╔══

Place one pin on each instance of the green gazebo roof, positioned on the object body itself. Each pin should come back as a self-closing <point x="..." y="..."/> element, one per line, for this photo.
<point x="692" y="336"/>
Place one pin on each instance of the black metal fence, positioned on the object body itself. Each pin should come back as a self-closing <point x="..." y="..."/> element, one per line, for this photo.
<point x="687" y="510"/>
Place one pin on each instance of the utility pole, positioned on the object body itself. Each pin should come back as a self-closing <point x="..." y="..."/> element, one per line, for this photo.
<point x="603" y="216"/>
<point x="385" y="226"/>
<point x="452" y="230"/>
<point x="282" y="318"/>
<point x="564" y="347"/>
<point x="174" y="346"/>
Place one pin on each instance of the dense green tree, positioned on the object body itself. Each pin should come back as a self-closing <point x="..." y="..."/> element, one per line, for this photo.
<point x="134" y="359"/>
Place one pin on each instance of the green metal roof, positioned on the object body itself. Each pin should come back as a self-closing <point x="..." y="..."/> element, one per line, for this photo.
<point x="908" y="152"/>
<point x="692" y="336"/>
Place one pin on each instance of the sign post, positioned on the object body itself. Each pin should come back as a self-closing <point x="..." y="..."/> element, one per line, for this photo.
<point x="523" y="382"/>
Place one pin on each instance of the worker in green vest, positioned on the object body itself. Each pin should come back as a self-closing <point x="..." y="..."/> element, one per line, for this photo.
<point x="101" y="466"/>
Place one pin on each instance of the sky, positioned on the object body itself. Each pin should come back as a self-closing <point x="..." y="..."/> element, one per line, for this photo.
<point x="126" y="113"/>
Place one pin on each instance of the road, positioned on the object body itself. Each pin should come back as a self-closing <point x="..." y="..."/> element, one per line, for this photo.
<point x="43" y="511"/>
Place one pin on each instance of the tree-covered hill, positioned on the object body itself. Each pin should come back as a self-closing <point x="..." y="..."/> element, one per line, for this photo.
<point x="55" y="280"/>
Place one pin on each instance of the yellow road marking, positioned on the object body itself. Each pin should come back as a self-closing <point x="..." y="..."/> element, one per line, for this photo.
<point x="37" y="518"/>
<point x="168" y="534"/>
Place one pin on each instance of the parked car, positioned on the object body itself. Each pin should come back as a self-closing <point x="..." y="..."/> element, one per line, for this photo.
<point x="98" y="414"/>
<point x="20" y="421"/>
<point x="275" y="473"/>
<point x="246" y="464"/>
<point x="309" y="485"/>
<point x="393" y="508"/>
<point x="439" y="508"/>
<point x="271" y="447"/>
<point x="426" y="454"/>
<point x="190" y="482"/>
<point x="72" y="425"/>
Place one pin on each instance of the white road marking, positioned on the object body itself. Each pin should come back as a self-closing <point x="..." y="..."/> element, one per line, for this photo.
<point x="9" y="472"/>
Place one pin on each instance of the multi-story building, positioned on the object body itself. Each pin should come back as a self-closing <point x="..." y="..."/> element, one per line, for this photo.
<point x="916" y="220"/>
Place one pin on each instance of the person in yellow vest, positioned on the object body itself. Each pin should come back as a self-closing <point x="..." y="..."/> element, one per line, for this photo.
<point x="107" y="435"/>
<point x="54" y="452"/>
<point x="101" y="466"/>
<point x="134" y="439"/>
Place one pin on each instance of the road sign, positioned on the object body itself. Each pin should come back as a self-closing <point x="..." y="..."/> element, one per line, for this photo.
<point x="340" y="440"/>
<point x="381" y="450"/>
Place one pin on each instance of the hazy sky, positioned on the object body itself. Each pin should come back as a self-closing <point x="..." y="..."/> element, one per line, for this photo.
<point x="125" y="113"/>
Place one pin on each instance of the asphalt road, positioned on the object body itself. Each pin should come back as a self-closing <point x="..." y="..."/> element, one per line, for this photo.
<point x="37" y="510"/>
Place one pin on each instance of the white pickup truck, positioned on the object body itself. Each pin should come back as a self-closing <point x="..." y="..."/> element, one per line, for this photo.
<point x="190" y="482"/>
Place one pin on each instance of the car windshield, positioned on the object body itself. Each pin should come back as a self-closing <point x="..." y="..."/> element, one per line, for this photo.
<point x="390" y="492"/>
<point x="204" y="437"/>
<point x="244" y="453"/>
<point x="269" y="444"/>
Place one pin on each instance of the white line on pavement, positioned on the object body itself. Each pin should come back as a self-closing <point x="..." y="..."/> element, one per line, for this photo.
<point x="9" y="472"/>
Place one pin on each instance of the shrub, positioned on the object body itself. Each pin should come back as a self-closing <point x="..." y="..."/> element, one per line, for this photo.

╚══

▶ [WHAT THIS TASK INVOLVES] Word for word, transcribe all of the material.

▶ [ANSWER FOR THIS EXERCISE]
Place one pin on each instance of the green gazebo roof, positioned on the object body itself. Each pin should come back as a self-closing <point x="..." y="..."/> element, one per line, for this photo.
<point x="692" y="336"/>
Place one pin on each instance of the black metal fence, positioned on the object body itself. Each pin should come back as a self-closing <point x="..." y="..."/> element, one per line, for this photo.
<point x="687" y="510"/>
Place one pin on each instance of the utility pole, positioned on the object body itself. Each pin should come back as a self-closing <point x="..." y="..."/> element, one per line, for this photo.
<point x="603" y="216"/>
<point x="385" y="226"/>
<point x="452" y="230"/>
<point x="282" y="318"/>
<point x="564" y="347"/>
<point x="174" y="346"/>
Place one pin on each instance of the dense green tree, positioned on the object body itself. Each pin should come back as a self-closing <point x="..." y="..."/> element, one per line, for this photo.
<point x="134" y="359"/>
Place one pin on each instance of the green metal roof, positioned on the object body itself. Each pin should come back as a self-closing <point x="..." y="..."/> element, one per line, for this photo.
<point x="908" y="152"/>
<point x="692" y="336"/>
Place one pin on each instance of the sign post, positioned on the object body itself. Each pin should come back as a self-closing <point x="..." y="..."/> element, one per line, for this photo.
<point x="523" y="382"/>
Place one pin on each instance of the worker in green vest, positioned on the object body itself. Each pin should come back as a self-closing <point x="..." y="..."/> element, one per line, for this photo.
<point x="101" y="466"/>
Place one pin on each instance of the sky, positioned on the object body itself. Each pin should come back as a self-closing <point x="..." y="..."/> element, one per line, for this photo.
<point x="126" y="113"/>
Place one pin on each instance of the road, positioned on the object body itself. Each pin should come back as a self-closing <point x="..." y="..."/> element, one per line, for this photo.
<point x="43" y="511"/>
Place one pin on each instance of the tree-covered hill, positioned on the object body itself. Each pin should come back as a self-closing <point x="..." y="..."/> element, one per line, for this photo.
<point x="55" y="280"/>
Place one pin on each instance of the yellow road marking, positioned on the object body itself. Each pin should come back as a self-closing <point x="..." y="..."/> element, one per line, for this photo.
<point x="37" y="518"/>
<point x="168" y="534"/>
Place one pin on each instance of the parked car, positioned on the object body itself. Each pin should come back as a self-closing <point x="..." y="..."/> element, one per line, for this photo.
<point x="98" y="414"/>
<point x="20" y="421"/>
<point x="275" y="473"/>
<point x="246" y="464"/>
<point x="309" y="485"/>
<point x="393" y="508"/>
<point x="439" y="508"/>
<point x="271" y="447"/>
<point x="426" y="454"/>
<point x="190" y="482"/>
<point x="72" y="425"/>
Place one pin on each instance of the white road marking, positioned on the object body itself. Each pin should come back as a self-closing <point x="..." y="..."/> element, one per line, for this photo.
<point x="9" y="472"/>
Place one pin on each instance of the multi-story building, positioned on the object body itself. Each pin should come back as a self-closing <point x="..." y="..."/> element, one per line, for this photo.
<point x="916" y="220"/>
Place one pin on each instance of the person in yellow vest, positioned on the object body itself. Each pin should come back as a self-closing <point x="..." y="..."/> element, one per line, for this photo.
<point x="107" y="435"/>
<point x="54" y="452"/>
<point x="101" y="466"/>
<point x="134" y="439"/>
Place one pin on each instance of the road sign, positioned on the object body itself. Each pin should come back as a self-closing <point x="..." y="..."/> element, one per line, for this photo.
<point x="340" y="440"/>
<point x="381" y="450"/>
Place one pin on each instance of the hazy sky, positioned on the object body itself. Each pin should come back as a self-closing <point x="..." y="..."/> element, one per line, for this photo.
<point x="125" y="113"/>
Place one pin on each instance of the asphalt road, positioned on the object body itself. Each pin should come back as a self-closing <point x="..." y="..."/> element, one per line, for this photo.
<point x="37" y="510"/>
Place one pin on each instance of the white pickup truck, positioned on the object body itself. Each pin should come back as a self-closing <point x="..." y="..."/> element, one per line, for this photo.
<point x="190" y="482"/>
Place one pin on each instance of the car windshield, positioned on the object body itself. Each pin should come back as a self-closing <point x="..." y="..."/> element, one per line, for this photo.
<point x="390" y="492"/>
<point x="204" y="437"/>
<point x="244" y="453"/>
<point x="269" y="444"/>
Place one pin on each instance of the white line on pavement, positioned on the object body itself. Each pin should come back as a self-closing <point x="..." y="..."/> element, one per line, for this photo.
<point x="9" y="472"/>
Place one pin on each instance of the shrub, positioned on the object body itself. Each pin should come back as a self-closing <point x="..." y="..."/> element, one per line, for this photo.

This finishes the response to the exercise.